Goal:
Please reproduce each of the following items word for word.

================

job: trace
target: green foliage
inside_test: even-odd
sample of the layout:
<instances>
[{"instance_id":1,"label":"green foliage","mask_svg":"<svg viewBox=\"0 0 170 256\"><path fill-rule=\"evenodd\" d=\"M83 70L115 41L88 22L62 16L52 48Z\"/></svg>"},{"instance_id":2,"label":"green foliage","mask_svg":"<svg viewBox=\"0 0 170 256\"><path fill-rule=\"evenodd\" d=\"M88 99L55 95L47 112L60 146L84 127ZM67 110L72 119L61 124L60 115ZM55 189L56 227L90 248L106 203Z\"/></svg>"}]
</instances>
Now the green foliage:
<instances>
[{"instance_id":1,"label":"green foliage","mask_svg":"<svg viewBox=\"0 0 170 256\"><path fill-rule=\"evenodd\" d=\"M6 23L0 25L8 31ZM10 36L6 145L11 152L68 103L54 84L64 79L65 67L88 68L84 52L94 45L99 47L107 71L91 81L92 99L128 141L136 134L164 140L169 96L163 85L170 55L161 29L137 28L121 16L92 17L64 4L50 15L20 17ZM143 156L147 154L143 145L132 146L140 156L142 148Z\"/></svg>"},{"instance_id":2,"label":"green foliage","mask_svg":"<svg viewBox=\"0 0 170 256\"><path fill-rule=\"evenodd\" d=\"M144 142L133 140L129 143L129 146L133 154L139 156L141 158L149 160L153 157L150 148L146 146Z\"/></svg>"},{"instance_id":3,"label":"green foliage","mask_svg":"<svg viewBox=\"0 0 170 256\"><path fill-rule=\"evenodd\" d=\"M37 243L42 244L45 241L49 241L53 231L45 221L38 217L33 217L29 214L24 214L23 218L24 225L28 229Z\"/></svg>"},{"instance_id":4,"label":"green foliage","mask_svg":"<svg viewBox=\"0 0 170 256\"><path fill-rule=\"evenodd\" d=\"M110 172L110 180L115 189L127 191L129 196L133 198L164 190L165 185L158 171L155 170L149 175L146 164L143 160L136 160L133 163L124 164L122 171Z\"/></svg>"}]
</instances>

================

Answer below:
job: trace
target: green foliage
inside_test: even-odd
sample of the layout:
<instances>
[{"instance_id":1,"label":"green foliage","mask_svg":"<svg viewBox=\"0 0 170 256\"><path fill-rule=\"evenodd\" d=\"M83 70L115 41L88 22L62 16L52 48Z\"/></svg>"},{"instance_id":2,"label":"green foliage","mask_svg":"<svg viewBox=\"0 0 170 256\"><path fill-rule=\"evenodd\" d=\"M88 99L55 95L47 112L60 146L84 127ZM67 110L72 119L61 124L60 115ZM55 189L56 227L90 248L106 203Z\"/></svg>"}]
</instances>
Now the green foliage:
<instances>
[{"instance_id":1,"label":"green foliage","mask_svg":"<svg viewBox=\"0 0 170 256\"><path fill-rule=\"evenodd\" d=\"M6 23L0 25L8 31ZM10 36L6 145L11 152L68 103L54 84L64 79L65 67L88 68L84 52L94 45L99 47L107 71L91 81L92 99L128 141L136 134L164 140L169 96L163 85L170 55L161 29L137 28L121 16L92 17L64 4L50 15L20 17ZM143 156L147 154L143 145L132 146L140 156L142 148Z\"/></svg>"},{"instance_id":2,"label":"green foliage","mask_svg":"<svg viewBox=\"0 0 170 256\"><path fill-rule=\"evenodd\" d=\"M144 142L133 140L129 143L129 146L133 154L139 156L141 158L149 160L153 157L150 148L146 146Z\"/></svg>"},{"instance_id":3,"label":"green foliage","mask_svg":"<svg viewBox=\"0 0 170 256\"><path fill-rule=\"evenodd\" d=\"M37 243L42 244L45 241L49 241L53 231L45 221L38 217L33 217L29 214L24 214L23 218L24 225L28 229Z\"/></svg>"},{"instance_id":4,"label":"green foliage","mask_svg":"<svg viewBox=\"0 0 170 256\"><path fill-rule=\"evenodd\" d=\"M110 172L110 180L115 189L127 191L129 196L133 198L164 190L165 185L158 171L155 170L149 175L146 164L143 160L136 160L133 163L124 164L122 171Z\"/></svg>"}]
</instances>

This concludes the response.